## Input material
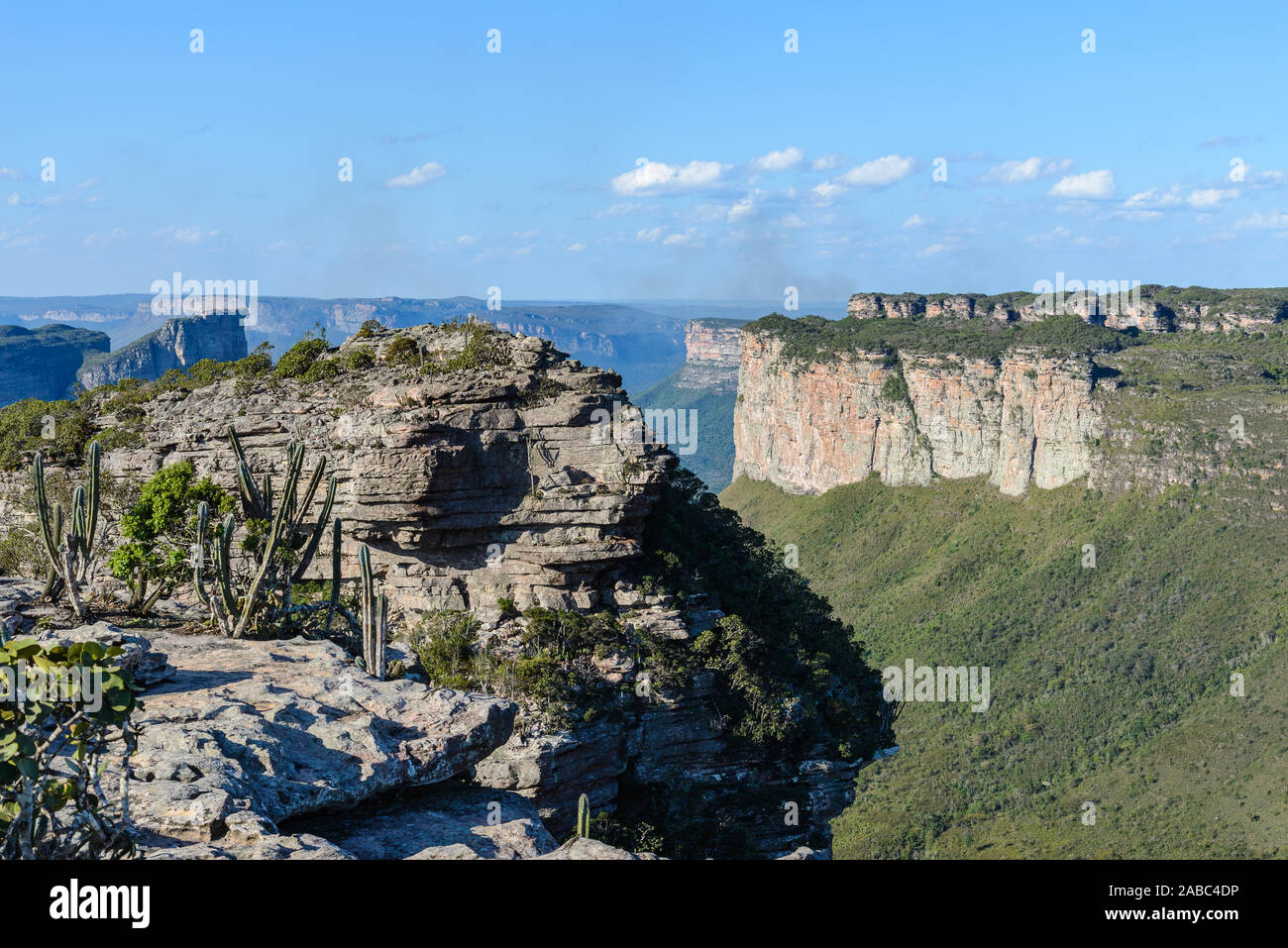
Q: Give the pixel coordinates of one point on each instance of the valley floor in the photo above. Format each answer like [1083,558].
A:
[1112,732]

---

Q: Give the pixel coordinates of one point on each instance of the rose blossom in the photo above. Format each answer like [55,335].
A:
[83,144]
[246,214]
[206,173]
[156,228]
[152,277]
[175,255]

## Set task
Copy out each line in the entries above that contains the word "coordinates". Case matters.

## Solution for this task
Q: Give the pixel coordinates of one point on each instance of the valley floor in the photo above. Format each answer like [1083,558].
Q: Give the pixel coordinates of one point on each instance of the rose blossom in the photo above. Format each answer like [55,335].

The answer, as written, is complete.